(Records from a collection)
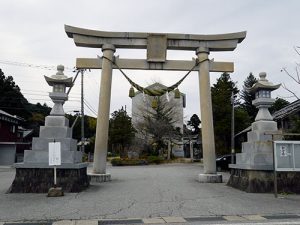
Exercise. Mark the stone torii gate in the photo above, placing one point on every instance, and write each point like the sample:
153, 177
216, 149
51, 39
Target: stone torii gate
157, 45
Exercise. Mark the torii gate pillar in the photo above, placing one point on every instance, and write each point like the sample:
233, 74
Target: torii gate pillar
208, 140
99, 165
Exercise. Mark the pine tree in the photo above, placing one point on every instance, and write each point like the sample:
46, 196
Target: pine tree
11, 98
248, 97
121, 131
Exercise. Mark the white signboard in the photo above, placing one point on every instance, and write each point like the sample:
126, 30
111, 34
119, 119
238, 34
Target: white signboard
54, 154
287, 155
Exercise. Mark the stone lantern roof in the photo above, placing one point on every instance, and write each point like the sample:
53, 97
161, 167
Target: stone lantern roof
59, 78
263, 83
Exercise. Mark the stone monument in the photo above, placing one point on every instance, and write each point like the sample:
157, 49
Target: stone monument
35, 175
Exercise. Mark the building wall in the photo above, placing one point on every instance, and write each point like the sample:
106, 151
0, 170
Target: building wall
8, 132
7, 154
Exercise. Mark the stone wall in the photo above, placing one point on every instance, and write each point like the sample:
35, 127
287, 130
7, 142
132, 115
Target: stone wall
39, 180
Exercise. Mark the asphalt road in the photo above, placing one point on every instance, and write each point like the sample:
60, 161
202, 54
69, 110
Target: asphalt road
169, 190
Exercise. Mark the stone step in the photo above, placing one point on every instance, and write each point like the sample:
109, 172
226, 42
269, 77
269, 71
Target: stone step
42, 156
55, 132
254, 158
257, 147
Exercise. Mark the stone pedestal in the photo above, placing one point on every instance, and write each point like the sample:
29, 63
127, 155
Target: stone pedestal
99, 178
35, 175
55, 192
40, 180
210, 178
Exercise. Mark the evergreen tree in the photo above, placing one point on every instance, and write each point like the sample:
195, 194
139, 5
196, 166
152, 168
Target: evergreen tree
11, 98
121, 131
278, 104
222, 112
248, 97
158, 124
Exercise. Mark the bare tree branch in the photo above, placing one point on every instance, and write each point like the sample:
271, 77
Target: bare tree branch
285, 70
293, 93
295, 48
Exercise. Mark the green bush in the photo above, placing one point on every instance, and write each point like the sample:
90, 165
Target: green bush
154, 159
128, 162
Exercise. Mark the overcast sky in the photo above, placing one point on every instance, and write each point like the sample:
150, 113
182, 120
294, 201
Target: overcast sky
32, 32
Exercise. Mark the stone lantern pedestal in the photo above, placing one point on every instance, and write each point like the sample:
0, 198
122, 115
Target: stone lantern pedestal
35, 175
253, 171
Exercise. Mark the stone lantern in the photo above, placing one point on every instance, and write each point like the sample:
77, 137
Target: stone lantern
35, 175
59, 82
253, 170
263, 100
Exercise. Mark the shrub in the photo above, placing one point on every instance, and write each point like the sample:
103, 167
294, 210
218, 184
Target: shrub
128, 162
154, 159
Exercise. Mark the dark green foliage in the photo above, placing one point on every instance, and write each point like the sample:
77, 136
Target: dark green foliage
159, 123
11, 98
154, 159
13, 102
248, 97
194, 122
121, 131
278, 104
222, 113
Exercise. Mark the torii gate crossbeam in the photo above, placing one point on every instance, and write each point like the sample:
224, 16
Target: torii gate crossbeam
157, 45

• Challenge
Rewrite all of the items above, substituting "Task" for every "Exercise" and keeping everything else the same. Leave the pictures out of your answer.

• Solution
Task. Mark the stone torii gate in the photo above, placing one point on every instance, and write each point like the sample:
153, 177
216, 149
51, 39
Target: stone torii gate
157, 45
Task. Mark the torii gate pillar in the photo above, placing one point on every instance, and write each point like the sample:
233, 74
Target: torii gate pillar
208, 140
99, 165
Task. Mark the pine tree in the photo above, placing one point on every instance, and write each point like the sample:
46, 196
Target: pine tree
11, 98
248, 97
121, 131
Task. Mark the white signboard in the photo above, placing one point on every instance, and write each point like the sample:
126, 30
111, 34
119, 119
238, 34
Target: white signboard
54, 154
287, 155
Task. Mark the stone lantern roof in the photo above, placing one point on every instance, and write each point like the sample:
53, 97
161, 167
Target: stone lantern roof
59, 78
263, 83
Task. Mark the stone monument in the photo above, placing one point on every instance, and write each point like the sample:
157, 49
Target: stone monument
35, 175
Task. Mark the building wall in the photo above, placing one point on every instance, and write each point like the sample:
106, 151
0, 170
Target: building wall
8, 132
7, 154
Task. Mark the stone wall in the photo above, placing one point on every instance, and write each point like the sample:
35, 127
287, 130
7, 142
132, 115
Target: stone wall
39, 180
Task. Mark the asphalt road in the photo above, placing one point on every instance, and write each point like the sample:
60, 161
202, 54
69, 110
Target: asphalt road
169, 190
Task. Mark the stone step in the photo above, placing one point on every instance, and write each point like the sample:
109, 172
226, 42
269, 77
269, 71
Target: stone step
42, 156
55, 132
254, 158
257, 147
Task. Mark the stone pedestal in the photo above, placing one point on every instance, and write each point like the sample:
29, 63
127, 155
Target: stone pedestal
99, 178
35, 175
55, 192
40, 180
210, 178
Task. Mark the evergreen tree in the photo above, placing one point on every instance, and write each point like the sample:
195, 194
139, 5
196, 166
152, 168
Target: evergreen tree
11, 98
121, 131
278, 104
222, 112
248, 97
158, 124
Task. Mark the bare tree branch in the photo above, placing one point on every instance, and write each point like the sample:
271, 77
Target: bare tree branch
285, 70
293, 93
295, 48
Task. Mark the green bush in the photo above, placing one point on every instance, and write each point like the sample:
90, 165
Target: green bush
154, 159
128, 162
Task. Mark the overcast sky in the photo above, placing one point on every instance, and write each point like the sample:
150, 113
182, 120
294, 201
Target: overcast sky
32, 32
Task. Mark the stone lantern pedestal in the photo above, placing one point on every instance, and write each point like the sample:
0, 198
122, 115
Target: stone lantern pedestal
35, 175
253, 171
Task. Mark the stone lantern in the photo above, placing one point on every instance, and write each point like the sample:
77, 137
Target: stone lantern
35, 175
59, 82
253, 170
263, 100
Task. Mark the shrub in the photo above, placing one point on every instance, and write each point like the sample:
103, 167
294, 210
218, 184
Target: shrub
128, 162
154, 159
Task. Mark the dark green foliage in the photo above, placing one point on every instance, and write each point like the sample:
77, 136
Target: dark green foliage
159, 123
11, 98
154, 159
13, 102
248, 97
194, 122
121, 131
278, 104
222, 113
Task. Mark the torii gate crossbeam in the photo above, placing one point on every instance, and write each point like the sample:
224, 16
Target: torii gate crossbeam
157, 45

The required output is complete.